▸ What is asked
Copy every item below word for word, with no changes to wording, spacing, or punctuation.

● ● ● ● ●

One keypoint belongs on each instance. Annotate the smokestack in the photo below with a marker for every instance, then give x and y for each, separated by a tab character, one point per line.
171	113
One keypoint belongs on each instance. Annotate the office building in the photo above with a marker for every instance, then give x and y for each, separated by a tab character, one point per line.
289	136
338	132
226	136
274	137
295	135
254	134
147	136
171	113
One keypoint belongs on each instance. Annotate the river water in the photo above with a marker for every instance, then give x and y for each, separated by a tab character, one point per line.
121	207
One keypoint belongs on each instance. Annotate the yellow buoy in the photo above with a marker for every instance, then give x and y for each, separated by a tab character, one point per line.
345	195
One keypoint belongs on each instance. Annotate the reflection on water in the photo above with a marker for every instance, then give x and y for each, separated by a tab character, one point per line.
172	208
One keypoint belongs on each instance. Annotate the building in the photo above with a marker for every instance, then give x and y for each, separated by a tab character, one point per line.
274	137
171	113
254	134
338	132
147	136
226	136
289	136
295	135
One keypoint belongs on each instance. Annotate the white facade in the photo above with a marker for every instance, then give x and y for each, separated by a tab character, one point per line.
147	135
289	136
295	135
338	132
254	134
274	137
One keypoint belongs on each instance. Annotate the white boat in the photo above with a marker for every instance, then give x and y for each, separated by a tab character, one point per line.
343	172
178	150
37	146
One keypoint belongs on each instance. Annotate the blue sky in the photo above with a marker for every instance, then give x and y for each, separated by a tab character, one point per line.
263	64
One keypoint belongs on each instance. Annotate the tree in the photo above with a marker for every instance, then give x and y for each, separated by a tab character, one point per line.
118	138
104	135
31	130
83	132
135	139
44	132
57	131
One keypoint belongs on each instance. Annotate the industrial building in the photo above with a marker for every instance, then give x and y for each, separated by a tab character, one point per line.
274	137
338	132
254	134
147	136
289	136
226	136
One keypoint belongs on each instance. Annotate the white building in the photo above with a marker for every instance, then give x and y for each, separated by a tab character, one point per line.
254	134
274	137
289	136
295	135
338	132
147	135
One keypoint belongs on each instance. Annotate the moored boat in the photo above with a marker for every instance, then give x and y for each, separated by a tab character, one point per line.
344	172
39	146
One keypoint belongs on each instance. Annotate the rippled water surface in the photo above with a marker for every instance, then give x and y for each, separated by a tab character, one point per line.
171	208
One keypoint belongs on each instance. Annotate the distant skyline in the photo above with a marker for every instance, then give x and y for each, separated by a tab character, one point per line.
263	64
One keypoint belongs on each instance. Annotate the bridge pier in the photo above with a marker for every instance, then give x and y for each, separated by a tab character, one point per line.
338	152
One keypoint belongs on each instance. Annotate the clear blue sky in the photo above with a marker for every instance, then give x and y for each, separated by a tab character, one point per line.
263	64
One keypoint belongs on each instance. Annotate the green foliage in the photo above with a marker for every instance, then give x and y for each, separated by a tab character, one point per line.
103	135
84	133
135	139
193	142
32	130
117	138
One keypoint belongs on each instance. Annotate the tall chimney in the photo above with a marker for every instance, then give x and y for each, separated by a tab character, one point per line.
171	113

● ● ● ● ●

▸ Reply
One keypoint belongs on each instance. Annotate the smokestack in the photo below with a marker for every instance, then give x and y for each, separated by a tab character, one point per line.
171	113
One keypoint belongs on each instance. Annotate the office building in the photo above with a marker for every instance, then give x and y for each, separated by a tab character, one point per line.
289	136
338	132
226	136
274	137
295	135
254	134
147	136
171	113
One keypoint belongs on each instance. Annotate the river water in the photo above with a marker for every instance, then give x and y for each, separated by a tab character, one point per line.
121	207
One keypoint belongs on each instance. Annotate the yellow buoy in the photo above with a marker for every instance, then give x and y for each, separated by a tab character, one point per line.
345	195
One keypoint belongs on each instance. Annotate the reflection on water in the photo above with a marker for every instance, then give x and y for each, separated by a tab character, one point per line.
172	208
One keypoint belongs on each instance. Annotate the building in the photo above with a marker for every instance, then give x and y for each, separated by a tab character, one point per line.
274	137
171	113
254	134
338	132
147	136
226	136
289	136
295	135
One keypoint belongs on each instance. Annotate the white facade in the photo above with a marker for every instance, then give x and y for each, separated by a tab character, one point per line.
147	135
289	136
295	135
338	132
254	134
274	137
One keypoint belongs on each instance. Annotate the white boat in the photo above with a marker for every instance, then give x and y for each, separated by a tab character, one point per line.
343	172
178	150
37	146
One keypoint belongs on each instance. Annotate the blue sky in the photo above with a marker for every instance, then give x and y for each, separated by a tab character, one point per line.
263	64
One keypoint belongs on each instance. Annotate the tree in the photo above with a marker for every instance, then give x and y for each, separated by a tab character, one point per line.
118	138
104	135
31	130
83	132
135	139
44	132
57	131
One keypoint belongs on each instance. Annotate the industrial building in the photo above with a marker for every instance, then give x and y for each, separated by a tab character, one point per line.
274	137
338	132
254	134
147	136
289	136
226	136
One keypoint belongs on each instance. Annotate the white building in the photo above with a marker for every instance, then give x and y for each, separated by a tab character, one point per line.
254	134
274	137
289	136
295	135
338	132
147	135
One keypoint belongs on each instance. Annotate the moored boat in the photo above with a marker for every instance, then give x and y for each, separated by a tab character, one point per line.
344	172
39	146
One keypoint belongs on each instance. Annotate the rippled water surface in the photo above with a marker for every instance, then give x and y for each, separated by a tab character, one point per line.
171	208
One keypoint belongs on each instance. Annotate the distant skyline in the photo above with a marker for every instance, then give x and y for each, separated by a tab character, one point per line.
263	64
One keypoint belongs on each instance. Annotate the bridge pier in the photo above with a marker for every instance, then give x and y for each, separated by a tab character, one point per line.
338	152
One keypoint belongs on each instance. Annotate the clear blue sky in the photo above with a marker for every instance, then give x and y for each, separated by a tab character, one point per line.
263	64
One keypoint belongs on each instance. Annotate the green foliage in the photo above with a marker for every instance, then give x and y for each, separated by a tab character, one point per line.
103	135
84	133
135	139
193	142
32	130
117	138
One keypoint belongs on each instance. Annotate the tall chimney in the photo above with a marker for every instance, then give x and y for each, separated by a tab character, one point per line.
171	113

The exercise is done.